-- Extracted data --

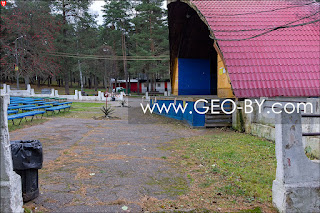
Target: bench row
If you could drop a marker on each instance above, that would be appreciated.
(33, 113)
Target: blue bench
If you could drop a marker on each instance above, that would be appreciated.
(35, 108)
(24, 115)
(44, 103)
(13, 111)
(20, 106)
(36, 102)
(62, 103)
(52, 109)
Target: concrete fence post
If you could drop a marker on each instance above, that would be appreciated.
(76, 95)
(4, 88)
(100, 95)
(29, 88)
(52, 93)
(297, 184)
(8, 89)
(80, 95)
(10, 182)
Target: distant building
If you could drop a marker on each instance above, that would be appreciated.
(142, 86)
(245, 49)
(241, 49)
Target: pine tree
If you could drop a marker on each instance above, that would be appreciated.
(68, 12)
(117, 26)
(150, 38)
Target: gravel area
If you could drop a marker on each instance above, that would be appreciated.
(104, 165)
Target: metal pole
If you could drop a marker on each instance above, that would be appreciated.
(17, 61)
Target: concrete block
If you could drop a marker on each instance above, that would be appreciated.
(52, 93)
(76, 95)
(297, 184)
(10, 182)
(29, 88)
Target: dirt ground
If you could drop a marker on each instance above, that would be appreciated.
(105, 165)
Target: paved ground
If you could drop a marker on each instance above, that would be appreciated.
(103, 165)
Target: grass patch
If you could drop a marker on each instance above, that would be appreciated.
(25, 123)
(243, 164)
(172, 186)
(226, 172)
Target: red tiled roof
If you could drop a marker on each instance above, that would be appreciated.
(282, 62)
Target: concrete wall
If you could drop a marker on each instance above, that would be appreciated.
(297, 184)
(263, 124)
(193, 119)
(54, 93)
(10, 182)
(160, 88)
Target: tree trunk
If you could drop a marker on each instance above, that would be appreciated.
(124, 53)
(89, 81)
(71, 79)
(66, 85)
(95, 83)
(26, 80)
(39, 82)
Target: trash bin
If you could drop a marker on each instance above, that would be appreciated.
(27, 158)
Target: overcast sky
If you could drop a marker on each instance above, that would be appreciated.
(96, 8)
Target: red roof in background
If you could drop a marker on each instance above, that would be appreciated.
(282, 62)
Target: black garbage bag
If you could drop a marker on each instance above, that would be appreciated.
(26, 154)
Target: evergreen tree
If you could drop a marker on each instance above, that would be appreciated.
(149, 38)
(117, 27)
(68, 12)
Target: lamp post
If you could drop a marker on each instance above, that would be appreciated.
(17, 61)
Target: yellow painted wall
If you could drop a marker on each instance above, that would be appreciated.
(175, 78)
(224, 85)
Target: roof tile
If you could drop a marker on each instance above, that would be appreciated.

-- What this task involves --
Copy out the lines beginning at the one that contains "Target: concrete wall". Stop at the final line of the data, and include it.

-- Solution to this exercise --
Target: concrete wall
If you could drop a marker on each instance above, that would be appreciated.
(297, 184)
(263, 124)
(193, 119)
(54, 93)
(10, 182)
(160, 88)
Target: tree trunk
If you could drop a marker on each instance above, that would be appreciated.
(124, 53)
(89, 81)
(71, 79)
(66, 85)
(95, 83)
(26, 80)
(39, 82)
Target: trash bin
If you could drop a marker on each instance above, that would be appreciated.
(27, 158)
Target: overcast sky
If you could drop a marker on each instance above, that would be appreciated.
(96, 8)
Target: red roof in background
If you could drop a marker on each instance above, that would be appreciated.
(282, 62)
Target: black garbage bag
If you could drop a marker on each instance above, that would be appreciated.
(26, 154)
Target: evergreen tree
If you could drop a marker on each instance above, that would be appreciated.
(149, 38)
(117, 27)
(68, 12)
Target: lamp post
If you could drop a marker on each instance above, that would be appreciated.
(17, 61)
Target: yellow painted wall
If you could drop a marker on each instance above, that would be appreciated.
(175, 78)
(224, 85)
Target: roof tile
If you could drop a marker on each instance above, that would be appreciated.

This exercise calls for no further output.